== Extracted entries
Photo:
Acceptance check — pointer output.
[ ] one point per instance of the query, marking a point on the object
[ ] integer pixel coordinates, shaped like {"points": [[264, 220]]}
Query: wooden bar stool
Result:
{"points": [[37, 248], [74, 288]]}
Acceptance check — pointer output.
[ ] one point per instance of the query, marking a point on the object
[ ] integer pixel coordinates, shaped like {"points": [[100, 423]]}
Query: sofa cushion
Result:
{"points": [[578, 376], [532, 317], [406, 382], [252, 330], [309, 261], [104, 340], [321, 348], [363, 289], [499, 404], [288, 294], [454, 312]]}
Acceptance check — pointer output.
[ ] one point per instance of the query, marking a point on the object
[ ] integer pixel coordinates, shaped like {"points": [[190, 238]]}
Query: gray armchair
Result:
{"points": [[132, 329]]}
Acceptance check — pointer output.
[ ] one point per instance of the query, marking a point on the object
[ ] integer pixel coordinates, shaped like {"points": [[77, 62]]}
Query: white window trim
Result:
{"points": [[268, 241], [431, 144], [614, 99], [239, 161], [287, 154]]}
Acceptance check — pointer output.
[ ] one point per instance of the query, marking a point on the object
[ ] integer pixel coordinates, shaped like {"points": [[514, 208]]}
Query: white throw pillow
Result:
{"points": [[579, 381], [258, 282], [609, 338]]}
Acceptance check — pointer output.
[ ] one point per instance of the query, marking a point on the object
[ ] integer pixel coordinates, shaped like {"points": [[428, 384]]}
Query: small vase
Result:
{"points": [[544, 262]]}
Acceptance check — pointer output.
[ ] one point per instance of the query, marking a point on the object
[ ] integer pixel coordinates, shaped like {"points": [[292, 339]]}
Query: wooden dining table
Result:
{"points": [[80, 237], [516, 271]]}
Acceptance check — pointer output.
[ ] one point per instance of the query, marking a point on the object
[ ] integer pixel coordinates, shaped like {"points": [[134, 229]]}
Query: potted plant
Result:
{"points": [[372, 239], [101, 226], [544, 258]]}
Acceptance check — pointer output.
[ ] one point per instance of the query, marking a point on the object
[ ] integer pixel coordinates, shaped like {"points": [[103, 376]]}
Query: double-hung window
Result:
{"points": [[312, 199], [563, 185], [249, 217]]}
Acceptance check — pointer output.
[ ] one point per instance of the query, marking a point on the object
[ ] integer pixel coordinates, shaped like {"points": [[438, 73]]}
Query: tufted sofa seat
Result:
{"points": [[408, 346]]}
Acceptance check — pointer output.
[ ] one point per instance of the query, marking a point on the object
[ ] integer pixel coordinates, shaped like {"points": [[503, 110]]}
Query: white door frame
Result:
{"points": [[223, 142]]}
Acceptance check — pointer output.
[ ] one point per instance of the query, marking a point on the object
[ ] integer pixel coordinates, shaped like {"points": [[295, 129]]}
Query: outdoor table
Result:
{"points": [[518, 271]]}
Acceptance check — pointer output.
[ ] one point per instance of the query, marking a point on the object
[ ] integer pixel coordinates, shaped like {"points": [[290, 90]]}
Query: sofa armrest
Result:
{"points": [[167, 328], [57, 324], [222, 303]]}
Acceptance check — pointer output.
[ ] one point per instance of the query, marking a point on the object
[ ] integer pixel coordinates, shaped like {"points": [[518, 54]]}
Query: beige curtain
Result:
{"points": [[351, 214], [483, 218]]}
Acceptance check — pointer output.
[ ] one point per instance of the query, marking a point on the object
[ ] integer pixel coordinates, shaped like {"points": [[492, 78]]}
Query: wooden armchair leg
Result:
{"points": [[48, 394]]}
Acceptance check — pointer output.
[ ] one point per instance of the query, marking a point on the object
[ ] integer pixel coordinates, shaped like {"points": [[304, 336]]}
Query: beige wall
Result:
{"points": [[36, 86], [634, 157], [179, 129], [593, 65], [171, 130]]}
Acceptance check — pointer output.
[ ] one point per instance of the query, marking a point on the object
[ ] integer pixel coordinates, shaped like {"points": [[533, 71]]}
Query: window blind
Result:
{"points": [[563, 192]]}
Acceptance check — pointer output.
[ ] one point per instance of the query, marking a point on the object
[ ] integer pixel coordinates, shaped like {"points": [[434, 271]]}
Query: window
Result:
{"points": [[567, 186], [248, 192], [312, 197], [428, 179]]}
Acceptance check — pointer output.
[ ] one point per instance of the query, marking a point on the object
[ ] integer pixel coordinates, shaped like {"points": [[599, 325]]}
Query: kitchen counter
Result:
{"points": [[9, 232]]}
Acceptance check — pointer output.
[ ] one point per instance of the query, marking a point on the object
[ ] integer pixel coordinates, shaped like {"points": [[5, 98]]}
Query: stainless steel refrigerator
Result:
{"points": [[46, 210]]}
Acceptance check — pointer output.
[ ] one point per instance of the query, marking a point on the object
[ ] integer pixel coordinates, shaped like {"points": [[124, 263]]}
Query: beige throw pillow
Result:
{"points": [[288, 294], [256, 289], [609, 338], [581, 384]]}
====
== Extracted entries
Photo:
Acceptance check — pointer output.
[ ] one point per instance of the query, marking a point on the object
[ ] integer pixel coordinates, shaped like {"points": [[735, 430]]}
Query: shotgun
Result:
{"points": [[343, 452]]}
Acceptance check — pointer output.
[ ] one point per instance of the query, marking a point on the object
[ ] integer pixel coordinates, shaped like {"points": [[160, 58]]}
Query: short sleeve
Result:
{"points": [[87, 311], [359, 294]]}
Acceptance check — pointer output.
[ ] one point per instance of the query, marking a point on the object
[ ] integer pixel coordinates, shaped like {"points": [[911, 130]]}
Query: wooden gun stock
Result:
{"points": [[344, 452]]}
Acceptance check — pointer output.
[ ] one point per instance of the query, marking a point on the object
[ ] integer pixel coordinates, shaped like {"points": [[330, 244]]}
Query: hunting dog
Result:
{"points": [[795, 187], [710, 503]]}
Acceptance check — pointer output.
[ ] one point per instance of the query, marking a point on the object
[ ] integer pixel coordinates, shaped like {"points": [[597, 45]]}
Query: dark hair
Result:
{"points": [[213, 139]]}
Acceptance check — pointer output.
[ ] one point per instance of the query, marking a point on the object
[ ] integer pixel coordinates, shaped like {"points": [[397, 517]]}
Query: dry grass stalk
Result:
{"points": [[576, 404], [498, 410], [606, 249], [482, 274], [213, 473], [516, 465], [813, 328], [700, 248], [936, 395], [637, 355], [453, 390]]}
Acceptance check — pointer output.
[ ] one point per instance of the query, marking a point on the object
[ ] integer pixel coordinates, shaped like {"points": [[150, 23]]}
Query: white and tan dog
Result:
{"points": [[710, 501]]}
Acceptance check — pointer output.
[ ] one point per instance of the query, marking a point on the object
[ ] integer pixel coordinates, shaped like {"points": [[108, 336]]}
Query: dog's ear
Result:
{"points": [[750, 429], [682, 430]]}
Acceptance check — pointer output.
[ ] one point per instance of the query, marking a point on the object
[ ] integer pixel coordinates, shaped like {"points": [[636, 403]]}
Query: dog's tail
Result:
====
- Instructions for the task:
Show every line in the records above that contains the word "table".

- Written response:
Query: wooden dining table
Query: outdoor table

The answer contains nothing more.